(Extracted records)
--------------------------------

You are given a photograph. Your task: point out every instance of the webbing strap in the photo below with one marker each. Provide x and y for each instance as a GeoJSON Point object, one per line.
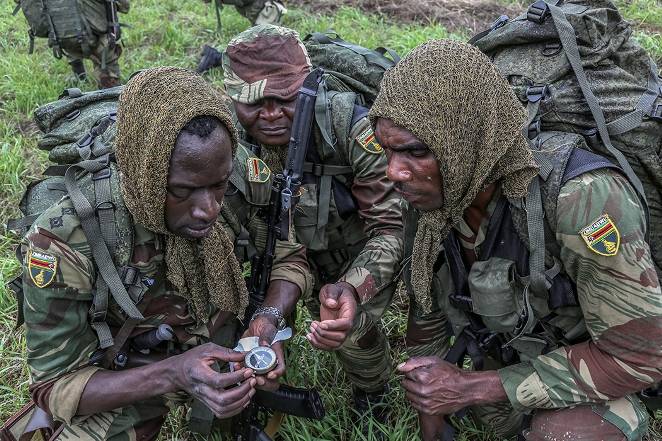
{"type": "Point", "coordinates": [633, 119]}
{"type": "Point", "coordinates": [327, 169]}
{"type": "Point", "coordinates": [534, 220]}
{"type": "Point", "coordinates": [324, 199]}
{"type": "Point", "coordinates": [100, 251]}
{"type": "Point", "coordinates": [569, 42]}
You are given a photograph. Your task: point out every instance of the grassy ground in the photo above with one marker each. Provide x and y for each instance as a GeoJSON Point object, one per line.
{"type": "Point", "coordinates": [165, 32]}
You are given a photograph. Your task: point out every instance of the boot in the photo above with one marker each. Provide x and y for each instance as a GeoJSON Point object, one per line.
{"type": "Point", "coordinates": [210, 58]}
{"type": "Point", "coordinates": [79, 69]}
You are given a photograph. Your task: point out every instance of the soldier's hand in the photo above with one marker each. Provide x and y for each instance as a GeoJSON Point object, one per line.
{"type": "Point", "coordinates": [265, 327]}
{"type": "Point", "coordinates": [337, 311]}
{"type": "Point", "coordinates": [219, 391]}
{"type": "Point", "coordinates": [436, 387]}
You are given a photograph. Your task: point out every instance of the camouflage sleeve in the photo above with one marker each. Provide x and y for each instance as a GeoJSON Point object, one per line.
{"type": "Point", "coordinates": [619, 294]}
{"type": "Point", "coordinates": [57, 283]}
{"type": "Point", "coordinates": [379, 206]}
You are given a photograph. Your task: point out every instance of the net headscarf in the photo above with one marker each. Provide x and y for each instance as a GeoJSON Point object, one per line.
{"type": "Point", "coordinates": [153, 108]}
{"type": "Point", "coordinates": [453, 99]}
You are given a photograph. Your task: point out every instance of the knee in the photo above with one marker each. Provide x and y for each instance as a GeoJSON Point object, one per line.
{"type": "Point", "coordinates": [577, 423]}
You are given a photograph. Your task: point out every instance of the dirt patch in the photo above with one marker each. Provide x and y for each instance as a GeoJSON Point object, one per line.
{"type": "Point", "coordinates": [456, 15]}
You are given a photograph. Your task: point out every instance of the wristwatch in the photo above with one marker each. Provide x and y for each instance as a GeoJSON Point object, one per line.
{"type": "Point", "coordinates": [273, 311]}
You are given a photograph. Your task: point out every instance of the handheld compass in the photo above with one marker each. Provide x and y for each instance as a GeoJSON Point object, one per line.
{"type": "Point", "coordinates": [261, 359]}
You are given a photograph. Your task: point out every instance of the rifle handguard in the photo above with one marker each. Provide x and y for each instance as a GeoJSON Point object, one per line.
{"type": "Point", "coordinates": [305, 403]}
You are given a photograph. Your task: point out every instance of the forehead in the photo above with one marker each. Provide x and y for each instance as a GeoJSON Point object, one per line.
{"type": "Point", "coordinates": [194, 156]}
{"type": "Point", "coordinates": [391, 135]}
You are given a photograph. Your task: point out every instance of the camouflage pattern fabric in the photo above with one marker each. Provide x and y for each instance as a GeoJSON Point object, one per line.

--------------------------------

Repeat exactly, and only, the lines of the records above, starting with the line that contains "of the forehead" and ending with the final line, both included.

You are given a photograph. Your task: point out every instance of the forehead in the photo above with one marker each. Provide x and y for each instance as a GeoJSON Point object, one per line.
{"type": "Point", "coordinates": [194, 156]}
{"type": "Point", "coordinates": [391, 135]}
You are given a photograph. Your task: point out every instance of the camouflage pattern fabric in the photo above with one marker each. Provide x and y for each instance as a GeoJSON Point object, one per line.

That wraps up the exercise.